== Entries ==
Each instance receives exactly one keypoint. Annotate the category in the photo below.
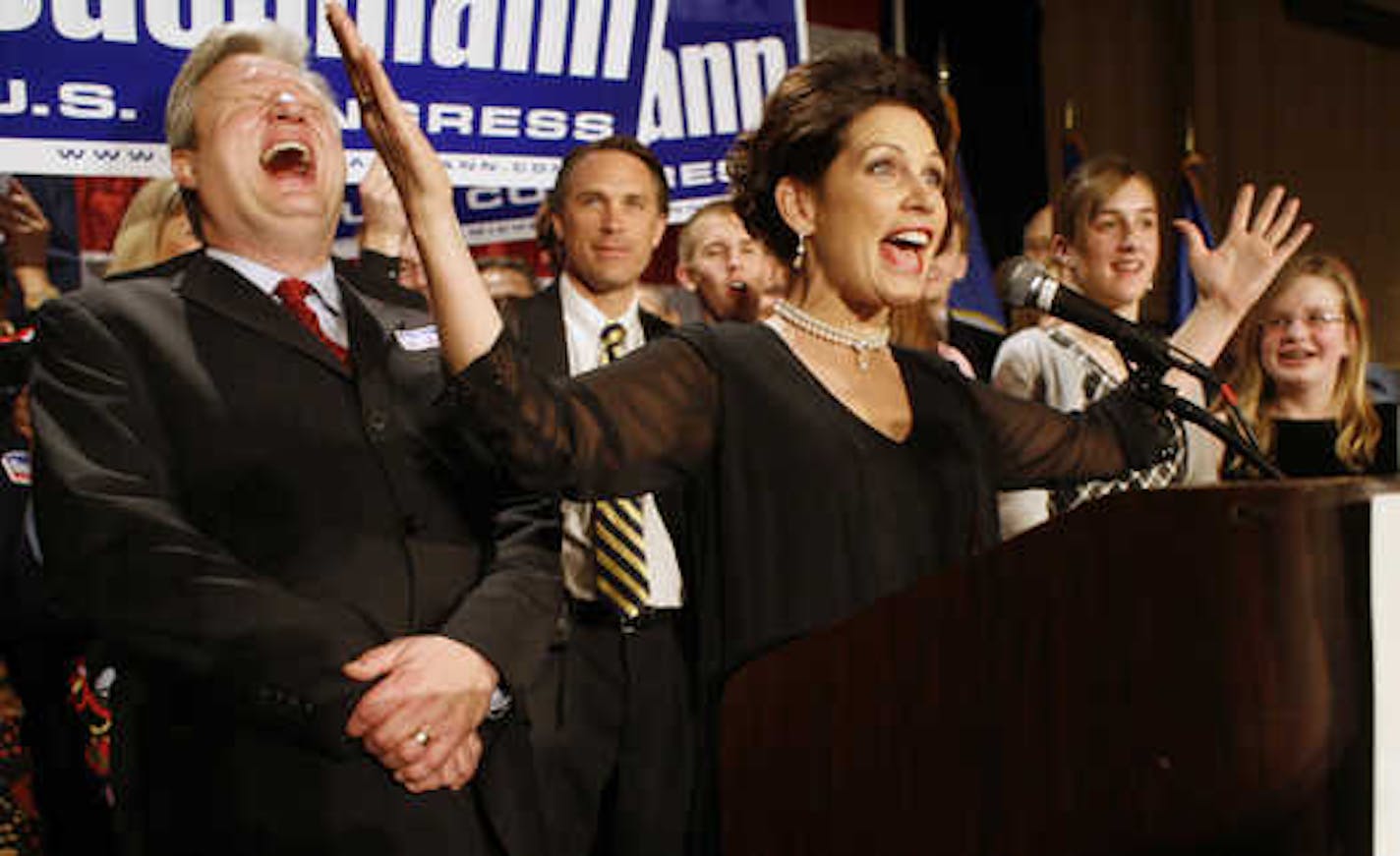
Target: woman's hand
(416, 168)
(466, 317)
(1237, 273)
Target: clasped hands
(420, 719)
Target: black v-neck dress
(804, 512)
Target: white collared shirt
(583, 332)
(323, 298)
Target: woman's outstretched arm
(466, 316)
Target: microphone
(1026, 283)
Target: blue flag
(973, 298)
(1074, 151)
(1183, 287)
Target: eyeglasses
(1313, 320)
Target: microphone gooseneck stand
(1145, 382)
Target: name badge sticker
(418, 339)
(16, 465)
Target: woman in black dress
(832, 468)
(1301, 376)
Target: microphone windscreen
(1017, 277)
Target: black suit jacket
(240, 515)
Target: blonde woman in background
(1106, 244)
(152, 230)
(1301, 376)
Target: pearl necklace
(862, 343)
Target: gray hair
(223, 42)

== What you need to do ==
Write out each line from the one containing "Target: blue flag" through the last line as a JSON list of strings, one string per line, skipping blank lines. Include both the starting line and the last line, and nothing before the start.

== Response to the task ==
[
  "Target: blue flag",
  "(973, 298)",
  "(1074, 151)",
  "(1183, 287)",
  "Target: eyeglasses",
  "(1313, 320)",
  "Target: microphone gooseneck stand",
  "(1145, 382)",
  "Target: name badge sticker",
  "(418, 339)",
  "(16, 465)",
  "Target: woman in black dress",
  "(832, 468)",
  "(1301, 376)",
  "Target: microphone windscreen",
  "(1017, 277)",
  "Target: black suit jacket",
  "(240, 515)",
  "Target: blonde woman in background",
  "(1106, 244)",
  "(152, 230)",
  "(1301, 376)",
  "Target: pearl necklace",
  "(862, 343)",
  "Target: gray hair",
  "(223, 42)"
]